• _Material for this exercise_:
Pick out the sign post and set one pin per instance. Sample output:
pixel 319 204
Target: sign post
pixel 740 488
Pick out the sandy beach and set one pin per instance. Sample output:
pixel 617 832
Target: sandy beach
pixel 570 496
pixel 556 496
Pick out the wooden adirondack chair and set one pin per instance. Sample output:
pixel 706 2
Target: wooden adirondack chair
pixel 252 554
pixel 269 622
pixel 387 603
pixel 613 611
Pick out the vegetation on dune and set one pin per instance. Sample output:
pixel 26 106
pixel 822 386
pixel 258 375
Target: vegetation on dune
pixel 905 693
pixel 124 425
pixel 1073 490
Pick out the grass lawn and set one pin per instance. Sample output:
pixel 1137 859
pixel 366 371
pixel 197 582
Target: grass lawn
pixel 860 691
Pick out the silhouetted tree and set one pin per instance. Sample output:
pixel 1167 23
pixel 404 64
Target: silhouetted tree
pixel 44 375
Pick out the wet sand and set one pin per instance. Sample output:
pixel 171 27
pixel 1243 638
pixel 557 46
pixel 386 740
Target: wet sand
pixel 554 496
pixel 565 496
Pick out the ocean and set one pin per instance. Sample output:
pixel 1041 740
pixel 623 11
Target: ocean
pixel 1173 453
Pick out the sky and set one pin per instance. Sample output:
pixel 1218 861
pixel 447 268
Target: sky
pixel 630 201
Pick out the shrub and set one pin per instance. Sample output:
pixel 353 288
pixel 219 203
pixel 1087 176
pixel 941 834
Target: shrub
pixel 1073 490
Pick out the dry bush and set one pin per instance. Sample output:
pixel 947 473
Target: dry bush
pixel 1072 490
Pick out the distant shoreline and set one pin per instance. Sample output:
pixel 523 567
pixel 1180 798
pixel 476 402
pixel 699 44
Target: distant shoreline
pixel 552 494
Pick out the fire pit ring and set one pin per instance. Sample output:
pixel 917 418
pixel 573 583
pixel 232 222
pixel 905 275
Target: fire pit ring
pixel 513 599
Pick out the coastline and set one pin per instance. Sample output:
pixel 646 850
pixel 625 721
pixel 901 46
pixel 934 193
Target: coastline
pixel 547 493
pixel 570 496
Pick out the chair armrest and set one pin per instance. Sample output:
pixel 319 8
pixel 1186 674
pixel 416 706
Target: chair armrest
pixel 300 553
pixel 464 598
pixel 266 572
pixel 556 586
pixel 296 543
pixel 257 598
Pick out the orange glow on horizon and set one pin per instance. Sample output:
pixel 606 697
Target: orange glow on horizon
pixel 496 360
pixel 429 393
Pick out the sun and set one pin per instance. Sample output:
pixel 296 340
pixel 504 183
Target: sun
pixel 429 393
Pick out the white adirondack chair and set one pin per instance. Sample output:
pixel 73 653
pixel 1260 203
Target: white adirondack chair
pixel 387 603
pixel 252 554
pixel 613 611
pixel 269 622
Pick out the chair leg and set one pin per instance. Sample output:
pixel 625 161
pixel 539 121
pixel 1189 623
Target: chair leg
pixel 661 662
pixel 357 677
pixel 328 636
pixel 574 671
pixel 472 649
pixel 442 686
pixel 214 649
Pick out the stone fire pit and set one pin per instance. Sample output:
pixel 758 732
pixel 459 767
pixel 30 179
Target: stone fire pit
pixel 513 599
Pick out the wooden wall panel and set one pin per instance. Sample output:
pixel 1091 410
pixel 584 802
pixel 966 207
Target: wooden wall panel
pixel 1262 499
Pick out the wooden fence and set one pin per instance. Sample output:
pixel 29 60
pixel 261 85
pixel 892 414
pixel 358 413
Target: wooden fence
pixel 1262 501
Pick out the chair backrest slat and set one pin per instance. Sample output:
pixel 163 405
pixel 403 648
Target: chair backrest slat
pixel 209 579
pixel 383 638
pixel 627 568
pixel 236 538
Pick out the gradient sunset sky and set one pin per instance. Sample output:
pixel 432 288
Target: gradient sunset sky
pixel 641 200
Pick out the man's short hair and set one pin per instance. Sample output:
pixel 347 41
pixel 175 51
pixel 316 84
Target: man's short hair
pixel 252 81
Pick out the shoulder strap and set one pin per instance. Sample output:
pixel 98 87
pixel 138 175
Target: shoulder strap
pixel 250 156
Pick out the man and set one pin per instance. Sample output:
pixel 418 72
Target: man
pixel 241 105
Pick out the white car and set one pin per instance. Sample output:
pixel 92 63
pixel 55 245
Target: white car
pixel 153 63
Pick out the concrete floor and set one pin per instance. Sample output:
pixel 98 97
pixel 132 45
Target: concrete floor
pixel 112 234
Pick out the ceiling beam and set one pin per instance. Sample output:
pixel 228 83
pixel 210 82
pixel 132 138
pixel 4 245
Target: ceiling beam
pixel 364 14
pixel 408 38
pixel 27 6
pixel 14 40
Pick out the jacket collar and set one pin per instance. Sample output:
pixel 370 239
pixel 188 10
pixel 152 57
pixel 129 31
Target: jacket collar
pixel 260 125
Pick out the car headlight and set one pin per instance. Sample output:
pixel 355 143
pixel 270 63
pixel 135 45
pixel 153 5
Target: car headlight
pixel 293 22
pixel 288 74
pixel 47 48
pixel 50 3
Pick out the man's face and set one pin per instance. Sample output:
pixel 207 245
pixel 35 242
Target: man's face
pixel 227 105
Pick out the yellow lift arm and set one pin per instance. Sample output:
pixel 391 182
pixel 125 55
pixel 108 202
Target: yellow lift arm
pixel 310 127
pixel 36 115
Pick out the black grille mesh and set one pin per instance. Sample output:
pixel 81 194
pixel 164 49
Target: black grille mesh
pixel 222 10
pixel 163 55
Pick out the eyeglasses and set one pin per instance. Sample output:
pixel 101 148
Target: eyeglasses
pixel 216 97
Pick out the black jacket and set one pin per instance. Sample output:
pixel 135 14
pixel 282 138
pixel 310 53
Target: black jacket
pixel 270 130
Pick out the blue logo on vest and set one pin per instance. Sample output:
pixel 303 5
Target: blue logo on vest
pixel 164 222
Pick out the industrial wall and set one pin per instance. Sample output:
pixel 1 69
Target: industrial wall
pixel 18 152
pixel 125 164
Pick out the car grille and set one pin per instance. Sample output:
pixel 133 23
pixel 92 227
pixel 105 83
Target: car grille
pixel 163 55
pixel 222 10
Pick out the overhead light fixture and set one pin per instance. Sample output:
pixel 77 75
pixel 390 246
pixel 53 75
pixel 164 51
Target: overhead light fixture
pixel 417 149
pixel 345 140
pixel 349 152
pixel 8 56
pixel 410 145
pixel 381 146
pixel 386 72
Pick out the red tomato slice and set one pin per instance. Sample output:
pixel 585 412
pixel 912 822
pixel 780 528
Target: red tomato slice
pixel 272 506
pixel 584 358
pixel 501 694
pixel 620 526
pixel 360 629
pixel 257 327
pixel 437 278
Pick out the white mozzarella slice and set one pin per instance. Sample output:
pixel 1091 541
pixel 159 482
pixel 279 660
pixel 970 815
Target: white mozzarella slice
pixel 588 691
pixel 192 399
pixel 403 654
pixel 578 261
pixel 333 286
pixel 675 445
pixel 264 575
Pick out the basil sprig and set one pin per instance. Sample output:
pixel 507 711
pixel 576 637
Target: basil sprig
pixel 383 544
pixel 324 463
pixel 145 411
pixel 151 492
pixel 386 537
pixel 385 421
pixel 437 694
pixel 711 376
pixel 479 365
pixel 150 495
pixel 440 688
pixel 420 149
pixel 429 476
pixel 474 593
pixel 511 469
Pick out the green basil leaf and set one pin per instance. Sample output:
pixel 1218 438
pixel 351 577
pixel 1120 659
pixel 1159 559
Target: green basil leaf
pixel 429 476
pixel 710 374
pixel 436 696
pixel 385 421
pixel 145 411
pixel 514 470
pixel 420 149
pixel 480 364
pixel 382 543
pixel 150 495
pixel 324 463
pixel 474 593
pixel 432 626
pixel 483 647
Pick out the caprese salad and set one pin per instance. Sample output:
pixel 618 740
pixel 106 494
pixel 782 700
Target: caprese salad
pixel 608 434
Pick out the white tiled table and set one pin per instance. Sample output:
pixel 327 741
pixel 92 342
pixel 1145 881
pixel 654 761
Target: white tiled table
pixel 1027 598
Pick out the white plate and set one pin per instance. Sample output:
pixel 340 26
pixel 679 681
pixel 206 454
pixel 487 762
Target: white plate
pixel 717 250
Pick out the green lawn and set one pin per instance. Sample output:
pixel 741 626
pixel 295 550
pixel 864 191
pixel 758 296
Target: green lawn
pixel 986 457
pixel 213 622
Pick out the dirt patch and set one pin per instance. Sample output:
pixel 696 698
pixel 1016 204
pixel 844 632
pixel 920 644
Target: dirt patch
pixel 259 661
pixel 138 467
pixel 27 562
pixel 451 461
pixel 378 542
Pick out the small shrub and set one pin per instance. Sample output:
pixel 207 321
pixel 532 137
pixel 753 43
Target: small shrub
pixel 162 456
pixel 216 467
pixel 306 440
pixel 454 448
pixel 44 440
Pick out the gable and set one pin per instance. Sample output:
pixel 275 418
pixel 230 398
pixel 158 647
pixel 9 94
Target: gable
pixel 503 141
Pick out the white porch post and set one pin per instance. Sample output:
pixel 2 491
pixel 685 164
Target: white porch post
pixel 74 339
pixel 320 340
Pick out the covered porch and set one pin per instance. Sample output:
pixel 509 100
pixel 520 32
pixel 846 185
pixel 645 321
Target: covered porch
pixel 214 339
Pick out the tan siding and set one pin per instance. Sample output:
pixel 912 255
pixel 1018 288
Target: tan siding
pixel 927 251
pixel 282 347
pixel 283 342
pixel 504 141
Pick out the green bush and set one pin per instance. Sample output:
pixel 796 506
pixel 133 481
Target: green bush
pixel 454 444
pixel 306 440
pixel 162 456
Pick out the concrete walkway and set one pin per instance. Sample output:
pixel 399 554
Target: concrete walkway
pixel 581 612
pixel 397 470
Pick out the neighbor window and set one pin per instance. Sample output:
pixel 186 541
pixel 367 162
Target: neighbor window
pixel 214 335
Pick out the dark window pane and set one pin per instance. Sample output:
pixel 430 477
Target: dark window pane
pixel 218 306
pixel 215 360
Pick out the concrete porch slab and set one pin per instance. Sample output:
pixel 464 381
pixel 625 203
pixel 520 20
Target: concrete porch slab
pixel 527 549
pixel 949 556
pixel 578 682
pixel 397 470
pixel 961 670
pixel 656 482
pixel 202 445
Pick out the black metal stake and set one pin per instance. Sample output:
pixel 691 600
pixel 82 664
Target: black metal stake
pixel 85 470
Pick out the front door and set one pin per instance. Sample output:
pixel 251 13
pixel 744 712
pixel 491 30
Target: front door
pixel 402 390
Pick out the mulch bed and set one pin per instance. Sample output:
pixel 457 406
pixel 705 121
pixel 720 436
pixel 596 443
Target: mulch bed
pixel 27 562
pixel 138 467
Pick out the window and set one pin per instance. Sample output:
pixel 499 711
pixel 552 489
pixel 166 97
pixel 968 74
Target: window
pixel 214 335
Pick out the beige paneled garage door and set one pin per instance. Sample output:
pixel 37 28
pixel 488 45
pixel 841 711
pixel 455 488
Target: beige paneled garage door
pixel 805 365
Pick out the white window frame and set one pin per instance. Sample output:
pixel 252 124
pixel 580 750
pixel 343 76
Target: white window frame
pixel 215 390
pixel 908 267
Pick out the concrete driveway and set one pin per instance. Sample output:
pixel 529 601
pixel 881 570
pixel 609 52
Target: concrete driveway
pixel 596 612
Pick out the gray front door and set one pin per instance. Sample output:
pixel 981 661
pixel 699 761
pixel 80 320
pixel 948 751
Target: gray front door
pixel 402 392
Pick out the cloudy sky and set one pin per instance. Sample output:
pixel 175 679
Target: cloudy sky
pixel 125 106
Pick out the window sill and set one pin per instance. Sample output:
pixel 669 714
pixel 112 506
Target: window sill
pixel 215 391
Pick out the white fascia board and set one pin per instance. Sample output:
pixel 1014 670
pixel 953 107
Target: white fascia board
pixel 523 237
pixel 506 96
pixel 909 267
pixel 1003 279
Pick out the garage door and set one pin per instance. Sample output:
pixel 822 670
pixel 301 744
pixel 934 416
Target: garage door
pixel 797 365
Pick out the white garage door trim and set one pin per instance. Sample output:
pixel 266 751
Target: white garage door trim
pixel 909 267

• _The task_: Return the lines of the listing from the line with "Pick out the grass" up to and including the line with "pixel 1173 453", reproducing each one precisely.

• _Output below_:
Pick out the grass lawn and set one pin per instance. Sample output:
pixel 1137 859
pixel 366 371
pixel 197 582
Target: grass lawn
pixel 860 691
Pick out the silhouetted tree and set one pin per instance. Sample output:
pixel 1167 23
pixel 404 64
Target: silhouetted tree
pixel 44 375
Pick out the wet sand and set one pin per instance. Sample output:
pixel 171 27
pixel 1243 638
pixel 557 46
pixel 386 740
Target: wet sand
pixel 554 496
pixel 565 496
Pick out the ocean and set one pin per instance. Sample output:
pixel 1041 740
pixel 623 11
Target: ocean
pixel 1173 453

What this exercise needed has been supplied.